• TASK: Note each line of the entries that includes "orange". Then copy those lines.

• PROVIDED RECORDS:
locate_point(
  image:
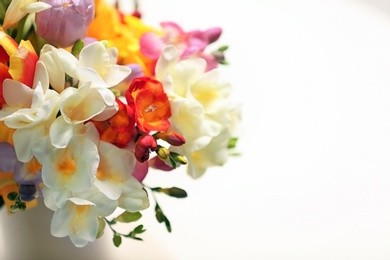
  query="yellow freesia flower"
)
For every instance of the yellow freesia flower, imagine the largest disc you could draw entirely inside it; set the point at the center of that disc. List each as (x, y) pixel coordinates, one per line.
(122, 32)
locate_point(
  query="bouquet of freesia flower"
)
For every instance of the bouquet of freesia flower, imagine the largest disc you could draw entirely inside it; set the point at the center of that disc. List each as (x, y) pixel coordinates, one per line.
(91, 99)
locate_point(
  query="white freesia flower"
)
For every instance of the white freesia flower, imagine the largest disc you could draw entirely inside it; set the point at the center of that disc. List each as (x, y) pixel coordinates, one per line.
(86, 102)
(134, 198)
(77, 216)
(201, 110)
(34, 110)
(104, 61)
(93, 57)
(72, 168)
(115, 167)
(76, 219)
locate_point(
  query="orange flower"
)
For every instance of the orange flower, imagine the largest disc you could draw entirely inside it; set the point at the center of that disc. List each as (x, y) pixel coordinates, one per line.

• PROBLEM SOLUTION:
  query="orange flower"
For every instance of the orange flower, imagine the largest disc you could draw entirely inside it; set the point at the center of that disc. List each as (x, y) pixel coordinates, one per line.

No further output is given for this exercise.